#### REQUIRED WORK
Carry on the abstract about SAFT-γ Mie modeling of aqueous electrolytes, beginning after its final sentence.

#### TEXT BLOCK
"""

(364b) Developing SAFT-gamma Mie Models for Aqueous Electrolytes: Organic Salts and CO2-Brine Mixtures

Thermodynamic modelling of electrolyte solutions proves particularly challenging for complex systems characterized by the presence of organic electrolytes, which are generally non-spherical molecules. SAFT-γ Mie [1,2] is a successful statistical thermodynamic framework to model bulk thermodynamic properties. SAFT-γ Mie is essentially the SAFT-VR Mie equation of state casted in a group contribution formulation, where each component can be constructed using functional groups that represent various molecular moieties. SAFT-VR Mie has been recently used to study ionic solutions [3] by incorporating the Mean Spherical Approximation (MSA) approach to account for the Coulombic interactions between ions in the presence of solvent molecules; the polar-polar and ion-polar interactions are implicitly treated with a separate Born solvation energy term. However, both of these electrostatic terms are limited to spherical molecules and further approximations are required to treat non-spherical species.

"""

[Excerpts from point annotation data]
"""

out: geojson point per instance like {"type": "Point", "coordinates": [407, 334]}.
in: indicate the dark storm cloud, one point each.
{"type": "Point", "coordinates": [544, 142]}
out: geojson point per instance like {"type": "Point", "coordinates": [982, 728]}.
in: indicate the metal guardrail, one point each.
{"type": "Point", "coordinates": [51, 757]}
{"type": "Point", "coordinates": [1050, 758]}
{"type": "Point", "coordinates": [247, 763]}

"""

#### EXPECTED OUTPUT
Molecular simulations have been widely used to assess the necessary approximations to develop statistical mechanical theories of fluids. In this work we compare the electrostatic contributions to the chemical potential predicted using various primitive approaches (MSA, Debye-Huckel, Born) against simulation data for model systems that incorporate the solvent explicitly. We also compare two different methodologies that we developed to account for cases were some of the charged compounds are non-spherical.

Estimating the chemical potential of charged molecules using traditional molecular simulation techniques is challenging. Thus, we have used the expanded ensemble transition matrix method [4] to run these calculations robustly and efficiently. The theoretical predictions were compared with simulation data to provide a better understanding of the implications of the assumptions employed within the SAFT-γ Mie electrolyte framework.

Finally, the methodology is applied to real systems like brine-CO₂ mixtures and short chain carboxylate salt solutions. The fitted models for these mixtures are characterized by good accuracy and can be used to model properties like salt and CO₂ solubility, vapor pressures and densities.

References

[1] V. Papaioannou, T. Lafitte, C. Avendaño, C.S. Adjiman, G. Jackson, E.A. Müller and A. Galindo, J. Chem. Phys., 140, 054107 (2014)

[2] V. Papaioannou, F. Calado, T. La, S. Dufal, M. Sadeqzadeh, G. Jackson, C.S. Adjiman, A. Galindo, Fluid Phase Equilib., 416, 104 (2016)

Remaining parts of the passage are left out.